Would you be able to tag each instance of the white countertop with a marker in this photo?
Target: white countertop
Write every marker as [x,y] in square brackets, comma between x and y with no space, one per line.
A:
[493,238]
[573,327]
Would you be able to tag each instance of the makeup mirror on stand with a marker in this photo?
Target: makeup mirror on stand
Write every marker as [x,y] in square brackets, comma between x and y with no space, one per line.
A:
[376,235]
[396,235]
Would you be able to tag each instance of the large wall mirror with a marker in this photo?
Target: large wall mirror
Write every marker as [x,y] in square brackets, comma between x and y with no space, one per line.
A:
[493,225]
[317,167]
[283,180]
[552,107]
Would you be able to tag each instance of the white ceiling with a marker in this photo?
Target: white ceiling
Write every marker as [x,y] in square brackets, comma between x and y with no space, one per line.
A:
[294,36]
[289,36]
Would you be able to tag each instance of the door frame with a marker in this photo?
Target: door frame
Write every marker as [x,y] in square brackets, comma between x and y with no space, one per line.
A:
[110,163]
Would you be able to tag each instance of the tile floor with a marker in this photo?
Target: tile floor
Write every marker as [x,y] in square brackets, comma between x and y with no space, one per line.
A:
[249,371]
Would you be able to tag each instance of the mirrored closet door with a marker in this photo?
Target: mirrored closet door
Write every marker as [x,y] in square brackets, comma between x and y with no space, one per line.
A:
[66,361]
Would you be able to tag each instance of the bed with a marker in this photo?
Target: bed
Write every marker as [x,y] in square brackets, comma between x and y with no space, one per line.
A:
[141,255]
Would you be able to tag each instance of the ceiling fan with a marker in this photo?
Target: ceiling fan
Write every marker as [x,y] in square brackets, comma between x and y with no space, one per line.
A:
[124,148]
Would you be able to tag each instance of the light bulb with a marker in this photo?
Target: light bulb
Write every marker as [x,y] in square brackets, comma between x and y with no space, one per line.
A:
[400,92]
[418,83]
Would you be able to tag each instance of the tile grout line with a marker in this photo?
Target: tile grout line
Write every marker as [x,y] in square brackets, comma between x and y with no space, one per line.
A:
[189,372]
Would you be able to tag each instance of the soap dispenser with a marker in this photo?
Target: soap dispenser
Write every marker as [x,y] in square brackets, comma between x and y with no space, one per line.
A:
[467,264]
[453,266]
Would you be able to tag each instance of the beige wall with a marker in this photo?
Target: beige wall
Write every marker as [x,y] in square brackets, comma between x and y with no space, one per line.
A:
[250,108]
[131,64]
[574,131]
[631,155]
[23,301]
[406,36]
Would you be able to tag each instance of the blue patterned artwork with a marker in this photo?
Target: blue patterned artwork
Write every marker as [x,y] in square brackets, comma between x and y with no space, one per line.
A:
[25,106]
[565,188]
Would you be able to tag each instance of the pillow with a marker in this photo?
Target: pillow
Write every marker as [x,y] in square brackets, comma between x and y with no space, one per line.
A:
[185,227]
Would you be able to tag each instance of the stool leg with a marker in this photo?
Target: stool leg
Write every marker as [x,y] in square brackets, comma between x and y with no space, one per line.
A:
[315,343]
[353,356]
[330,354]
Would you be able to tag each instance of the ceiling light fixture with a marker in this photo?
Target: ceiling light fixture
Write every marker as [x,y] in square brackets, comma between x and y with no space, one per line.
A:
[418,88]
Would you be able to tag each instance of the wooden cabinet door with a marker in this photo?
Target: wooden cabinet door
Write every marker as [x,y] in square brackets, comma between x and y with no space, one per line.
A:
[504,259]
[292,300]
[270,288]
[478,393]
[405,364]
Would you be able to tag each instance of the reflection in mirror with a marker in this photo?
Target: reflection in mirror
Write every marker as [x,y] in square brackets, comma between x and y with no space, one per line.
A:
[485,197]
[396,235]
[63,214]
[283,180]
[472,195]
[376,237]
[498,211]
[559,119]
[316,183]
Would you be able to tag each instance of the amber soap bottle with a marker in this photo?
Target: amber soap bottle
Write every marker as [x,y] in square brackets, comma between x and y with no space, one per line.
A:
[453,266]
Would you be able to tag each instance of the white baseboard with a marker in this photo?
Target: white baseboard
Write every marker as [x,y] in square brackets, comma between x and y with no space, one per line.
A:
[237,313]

------------------------------------------------------------------------

▶ **Exercise**
Rewrite all of the records above, replacing "photo" with "image" at every occurrence and leaving the rest unchanged.

▶ **Result**
Would you be able to tag each instance of the white countertop with a marker in this image?
Target: white countertop
Write every marker as [x,y] in square brackets, comma between x and y with no space, one per line.
A:
[493,238]
[573,327]
Would you be able to tag each instance of the makeup mirror on stand with a marker in this image?
Target: makeup mirror on stand
Write every marker as [x,y] in square brackets, comma between x and y with no space, one per line.
A:
[376,235]
[396,235]
Would you be able to tag each instance of the large wall mirror with a marker in this image?
Target: large wall mirror
Write every marker as [x,y] in square brackets, comma between x and y with no space, one per line.
A:
[493,225]
[317,167]
[283,180]
[552,107]
Would you be able to tag each instance of the white ceiling with a marker in this image?
Target: white ceiling
Write every marker as [x,y] in square brackets, comma between x and y with no space, one per line.
A:
[294,36]
[289,36]
Would you be able to tag each instance of the door frame with a marker in this image?
Target: door frame
Write every marker as [x,y] in square brackets, comma between x and y with no space, one per line.
A:
[110,163]
Would you be able to tag each instance of the tile floor with a marker in this image?
Target: tile floor
Write every marker as [x,y] in square brackets, comma between x and y with no space, one per line.
A:
[249,371]
Would you be able to tag each instance of the mirrored closet door with a marker in this image?
Target: mirrored closet door
Write every marker as [x,y] in square brackets, comma between x and y with no space, one per line.
A:
[66,361]
Would you be able to tag each instance of the bed with a marker in this image?
Target: bed
Write every marker as [x,y] in square brackets, comma between x and y with no space, one per line.
A:
[141,255]
Would you be able to tag each instance of the ceiling fan with a marker in this image?
Target: ceiling fan
Write every marker as [x,y] in square brackets, comma between x and y with no space, one per line.
A:
[124,148]
Would you be able to tag each instance of the light bulb with a marker in this image?
Target: light bulb
Write every marker as [x,y] in square brackets, comma between x and y with no space, one per line.
A:
[400,92]
[418,83]
Would you be able to tag each instance of the tile grout line with a marker in this image?
Target: tile grout line
Write every marker as [x,y] in square brackets, comma between x and y with no space, one per line.
A:
[189,372]
Would you be able to tag each instance of the soap dispenser with a marker in this image?
Target: soap dispenser
Write every marker as [x,y] in square brackets, comma between x and y with no space, one per line.
A:
[467,264]
[453,266]
Would you be able to tag each instance of the beige wall with a marker in this image?
Target: beige wall
Write every marker as [x,y] in square brackets, comma between x and y with no space, one per line.
A:
[250,108]
[131,64]
[574,131]
[631,155]
[23,301]
[406,36]
Would you be able to tag each instance of the blue patterned artwork with a marker in this image?
Target: blue patterned artwork
Write every marker as [x,y] in square brackets, comma between x and y with no space, one per line.
A:
[25,106]
[565,188]
Would you be able to tag each instance of the pillow with a marker in this image?
Target: pillow
Write every marker as [x,y] in square brackets, comma between x and y with no space, one per line.
A:
[185,227]
Would you be able to tag each instance of the stool leg with a marker in this image?
Target: stool leg
Write every marker as [x,y] in square brackets, comma between x and y with no space, one per line.
A:
[315,343]
[353,356]
[330,354]
Would you be able to tag each instance of the ceiling light fixture with a marker in this image?
Target: ceiling light fixture
Write every marker as [x,y] in square brackets, comma between x and y with no space, one per line.
A:
[418,88]
Would you be able to tag each instance of the wooden cabinet door with a marker in this image?
Target: wooden cabinet door
Write every marker as [x,y] in square brackets, comma between x and y with no space, one per line.
A:
[504,259]
[292,300]
[270,288]
[478,393]
[405,364]
Would you be able to tag each instance of the reflection in mirror with a marker in this image?
Target: reflection in mirror
Write every marker as [x,y] in square brackets, comma between x and y with no space, one per line.
A:
[485,197]
[396,235]
[63,214]
[283,180]
[472,195]
[376,237]
[498,211]
[559,119]
[316,183]
Would you be able to tag each instance of the amber soap bottle with a marker in this image?
Target: amber soap bottle
Write every marker as [x,y] in square brackets, comma between x and y with no space, one per line.
A:
[453,266]
Would you be able to tag each instance of the white baseboard with a marker in this image?
Target: white baseboard
Write every marker as [x,y] in square brackets, comma between x and y with no space, one per line.
A:
[237,313]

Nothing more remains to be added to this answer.